#### Records for the exercise

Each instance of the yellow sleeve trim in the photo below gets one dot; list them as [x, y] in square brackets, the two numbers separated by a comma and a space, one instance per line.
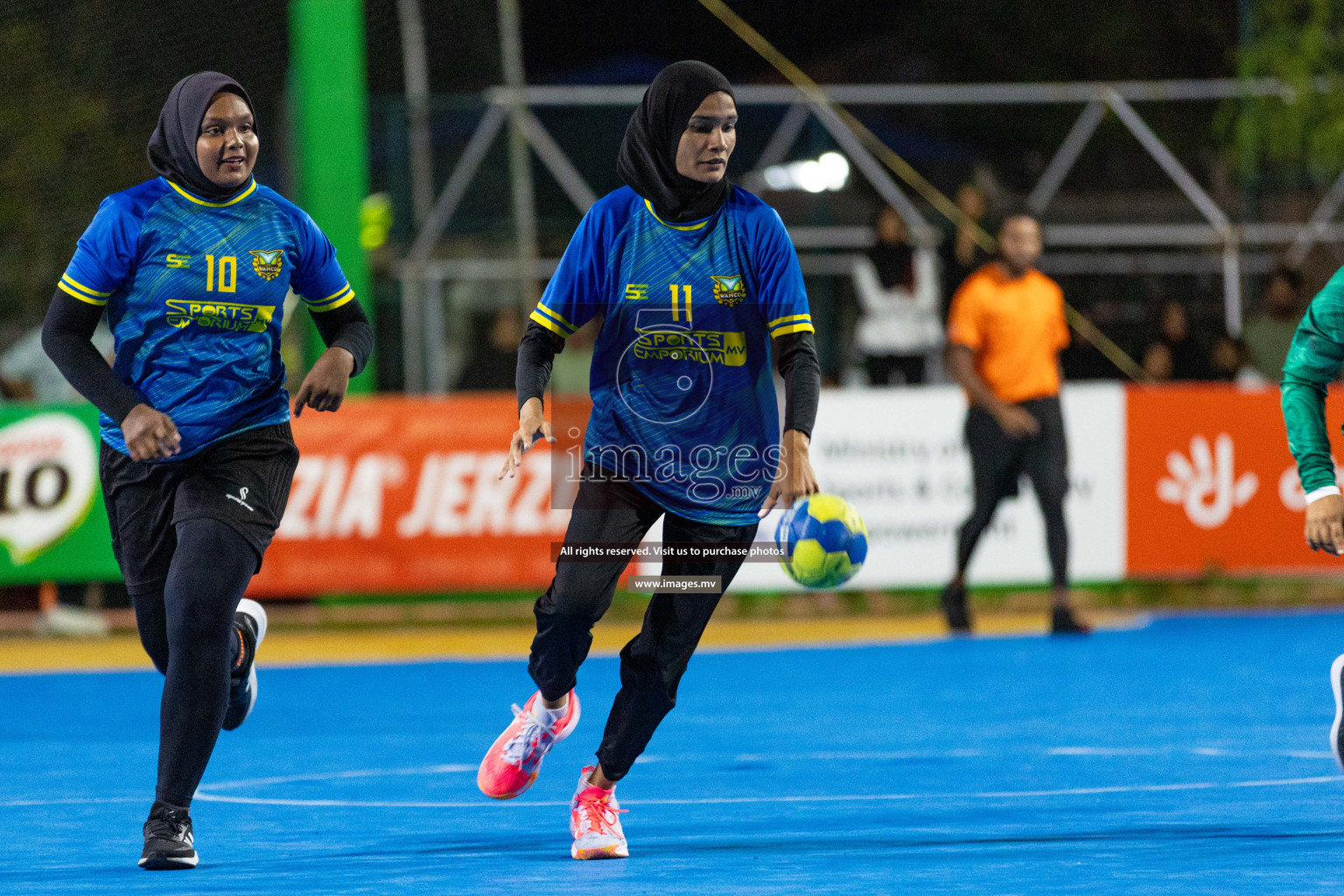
[547, 311]
[323, 301]
[332, 306]
[82, 288]
[80, 296]
[549, 324]
[649, 206]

########

Could you pull out every line of the items above word for word, leaving out the pictures?

Each instance of the yellow sleeve trim in the photo below gets one dot; list them as [x, y] in square brackets, the two numbers separated by a comma and a space, one instance per line.
[547, 311]
[323, 301]
[332, 306]
[82, 288]
[80, 296]
[549, 324]
[649, 206]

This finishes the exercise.